■ TEXT TO READ

○ ○ ○ ○ ○ ○ ○

Although I get John Maudlins research every day, most of the time I see it as self promotion, but just occasionally he cpmes up with some gems.
The quote below is, I reckon, one of those gems.

QUOTE
In 1981, as inflation and Treasury yields were screaming to new heights, good friend Gary Shilling had the audacity to announce, “We’re entering the bond rally of a lifetime.” He was right, as that bond rally is already 35 years old and I think it will see a few more birthdays. Gary’s with us today to assert that the rally is still underway – and to back up that assertion with a rather compelling case for Treasuries and for the “long bond” (the 30-year) in particular.

Gary recalls his famous public debate on stocks versus bonds with Professor Jeremy Siegel of Wharton, in 2006 – just before the Great Recession kicked in and sent Treasury prices sky-high. Siegel remarked to the audience of 500, “I don’t know why anyone in their right mind would tie up their money for 30 years for a 4.75% yield” (the then-yield on the 30-year Treasury). When it was Gary’s turn, he asked the audience, “What’s the maturity on stocks?” He got no answer, but pointed out that unless a company merges or goes bankrupt, the maturity on its stock is infinity – it has no maturity. His follow-up question was, “What is the yield on stocks?” to which someone correctly replied, “It’s 2% on the S&P 500.”

○ ○ ○ ○ ○ ○ ○

■ EXTRACTED DATA
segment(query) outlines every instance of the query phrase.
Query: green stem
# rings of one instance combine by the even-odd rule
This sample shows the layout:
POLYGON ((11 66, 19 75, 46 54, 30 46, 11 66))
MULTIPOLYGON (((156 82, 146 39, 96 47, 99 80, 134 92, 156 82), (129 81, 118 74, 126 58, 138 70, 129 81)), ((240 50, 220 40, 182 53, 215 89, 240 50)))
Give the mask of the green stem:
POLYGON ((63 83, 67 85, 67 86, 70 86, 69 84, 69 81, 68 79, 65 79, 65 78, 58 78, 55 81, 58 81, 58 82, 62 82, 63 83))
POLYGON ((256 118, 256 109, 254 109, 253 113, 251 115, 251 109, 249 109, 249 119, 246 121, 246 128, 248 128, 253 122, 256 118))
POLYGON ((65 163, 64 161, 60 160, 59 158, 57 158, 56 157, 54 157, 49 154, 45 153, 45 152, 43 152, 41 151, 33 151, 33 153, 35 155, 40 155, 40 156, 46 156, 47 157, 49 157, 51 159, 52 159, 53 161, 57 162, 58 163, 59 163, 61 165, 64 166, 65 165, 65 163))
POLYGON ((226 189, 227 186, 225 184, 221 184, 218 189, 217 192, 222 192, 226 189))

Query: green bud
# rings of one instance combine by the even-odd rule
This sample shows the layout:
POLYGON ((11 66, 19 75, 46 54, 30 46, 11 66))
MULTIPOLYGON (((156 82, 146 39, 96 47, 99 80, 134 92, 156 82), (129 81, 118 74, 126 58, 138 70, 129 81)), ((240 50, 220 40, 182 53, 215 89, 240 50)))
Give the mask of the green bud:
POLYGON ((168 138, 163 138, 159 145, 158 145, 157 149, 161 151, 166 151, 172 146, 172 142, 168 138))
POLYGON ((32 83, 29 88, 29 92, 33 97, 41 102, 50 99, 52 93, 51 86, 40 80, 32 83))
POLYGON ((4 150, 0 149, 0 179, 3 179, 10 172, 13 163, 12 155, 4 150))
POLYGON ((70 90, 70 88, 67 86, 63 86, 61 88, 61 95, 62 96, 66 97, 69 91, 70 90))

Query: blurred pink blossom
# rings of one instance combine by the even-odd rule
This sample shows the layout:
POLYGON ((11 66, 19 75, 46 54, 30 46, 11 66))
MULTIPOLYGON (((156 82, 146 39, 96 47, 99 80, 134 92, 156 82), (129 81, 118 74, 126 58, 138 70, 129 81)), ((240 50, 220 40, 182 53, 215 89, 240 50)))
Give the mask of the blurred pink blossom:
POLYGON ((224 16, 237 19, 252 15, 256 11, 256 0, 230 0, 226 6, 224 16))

○ ○ ○ ○ ○ ○ ○

■ WORK INSTRUCTIONS
In the text about the bond rally, what was the yield on the 30-year Treasury at the time of the 2006 debate?

■ FINAL RESULT
4.75%